• INFORMATION SHOWN:

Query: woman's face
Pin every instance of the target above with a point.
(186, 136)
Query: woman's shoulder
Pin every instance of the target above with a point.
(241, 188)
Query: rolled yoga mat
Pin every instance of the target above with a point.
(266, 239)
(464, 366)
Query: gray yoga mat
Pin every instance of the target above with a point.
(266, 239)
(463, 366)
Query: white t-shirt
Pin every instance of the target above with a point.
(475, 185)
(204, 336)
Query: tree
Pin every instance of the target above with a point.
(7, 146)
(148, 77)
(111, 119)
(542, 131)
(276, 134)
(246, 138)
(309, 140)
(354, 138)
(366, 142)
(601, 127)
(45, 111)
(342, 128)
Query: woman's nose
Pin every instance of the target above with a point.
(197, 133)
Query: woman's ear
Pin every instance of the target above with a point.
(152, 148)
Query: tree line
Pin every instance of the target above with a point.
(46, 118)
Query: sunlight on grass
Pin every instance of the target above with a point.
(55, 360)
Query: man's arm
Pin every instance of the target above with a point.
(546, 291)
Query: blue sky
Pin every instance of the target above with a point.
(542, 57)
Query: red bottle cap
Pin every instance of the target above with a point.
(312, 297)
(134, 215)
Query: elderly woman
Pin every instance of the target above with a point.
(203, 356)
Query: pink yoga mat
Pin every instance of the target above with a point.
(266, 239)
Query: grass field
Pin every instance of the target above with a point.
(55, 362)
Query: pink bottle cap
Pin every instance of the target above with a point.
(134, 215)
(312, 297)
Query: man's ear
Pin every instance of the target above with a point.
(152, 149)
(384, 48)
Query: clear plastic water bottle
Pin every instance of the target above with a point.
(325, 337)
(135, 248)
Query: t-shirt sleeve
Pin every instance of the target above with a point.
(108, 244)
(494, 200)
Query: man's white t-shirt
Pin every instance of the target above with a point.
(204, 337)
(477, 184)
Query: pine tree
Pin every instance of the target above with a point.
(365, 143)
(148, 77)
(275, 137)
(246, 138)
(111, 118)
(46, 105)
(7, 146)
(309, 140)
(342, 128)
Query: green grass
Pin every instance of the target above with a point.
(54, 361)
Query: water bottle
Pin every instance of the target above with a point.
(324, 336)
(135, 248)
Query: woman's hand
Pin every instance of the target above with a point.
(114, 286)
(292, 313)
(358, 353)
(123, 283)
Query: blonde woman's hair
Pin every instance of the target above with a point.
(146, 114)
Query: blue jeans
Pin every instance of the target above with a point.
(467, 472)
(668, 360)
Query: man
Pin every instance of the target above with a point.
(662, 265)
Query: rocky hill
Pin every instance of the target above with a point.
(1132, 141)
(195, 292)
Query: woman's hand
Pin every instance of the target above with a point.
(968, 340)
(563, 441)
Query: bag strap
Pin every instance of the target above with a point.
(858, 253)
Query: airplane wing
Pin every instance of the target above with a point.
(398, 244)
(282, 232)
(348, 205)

• PROBLEM DETAILS: All of the data above needs to be written out exactly.

• PROBLEM SOLUTION:
Query: woman's face
Pin every instance of the target above with a point.
(186, 136)
Query: woman's shoulder
Pin every instance of the target above with a point.
(241, 188)
Query: rolled yoga mat
Pin every instance of the target above with a point.
(266, 239)
(464, 366)
Query: gray yoga mat
Pin every instance of the target above with a point.
(266, 239)
(463, 366)
Query: white t-shirt
Pin every instance of the target above with a point.
(475, 185)
(204, 336)
Query: tree
Pin every instance of the target above with a point.
(7, 146)
(148, 77)
(111, 119)
(542, 131)
(276, 134)
(246, 138)
(309, 140)
(354, 138)
(366, 142)
(601, 127)
(45, 111)
(342, 128)
Query: woman's nose
Pin every instance of the target above with a point.
(197, 133)
Query: woman's ear
Pin every instance of the target above with a point.
(152, 148)
Query: tree line
Pin every instance of the target above with a point.
(46, 118)
Query: sunlight on grass
Pin every instance of the target above with a point.
(55, 360)
Query: man's arm
Pin every instance of the target above with a point.
(546, 291)
Query: blue sky
Pin every instance of the target above with a point.
(542, 57)
Query: red bottle cap
Pin every instance of the target above with a point.
(312, 297)
(134, 215)
Query: elderly woman
Pin every instance of the target above with a point.
(203, 356)
Query: pink yoga mat
Pin every instance of the target above with a point.
(266, 239)
Query: grass field
Pin every instance of the target above with a point.
(55, 362)
Query: pink bottle cap
Pin every instance of the target above with a point.
(134, 215)
(312, 297)
Query: man's ear
Pin every instance of the target above with a point.
(152, 149)
(384, 48)
Query: clear plastic water bottle
Pin every instance of the target above with a point.
(325, 337)
(135, 248)
Query: t-shirt sleeve
Pin every instance of the target above with a point.
(108, 244)
(494, 200)
Query: man's white t-shirt
Pin every instance of the target above with a point.
(204, 337)
(477, 184)
Query: pine tree
Pin every instance of the target above with a point.
(365, 143)
(148, 77)
(275, 137)
(246, 138)
(111, 118)
(46, 105)
(7, 146)
(309, 140)
(342, 128)
Query: green grass
Pin every instance of the target above with a point.
(54, 361)
Query: water bottle
Pin every instance of the target above with a point.
(324, 336)
(135, 248)
Query: woman's hand
Pin every instance of the target above with a point.
(114, 286)
(292, 313)
(358, 353)
(123, 283)
Query: blonde woman's hair
Pin every instance of the target above with a point.
(146, 114)
Query: blue jeans
Pin every instance of the target above with a point.
(467, 472)
(668, 360)
Query: man
Pin every instance of the target above with a point.
(662, 265)
Query: rocky hill
Pin every instance of the target above with a point.
(1132, 141)
(195, 292)
Query: woman's hand
Pin every instance of the target above with a point.
(968, 340)
(563, 441)
Query: bag strap
Pin every instance of the target above with a point.
(858, 253)
Query: airplane wing
Pin every instance of the target above with a point.
(398, 244)
(282, 232)
(348, 205)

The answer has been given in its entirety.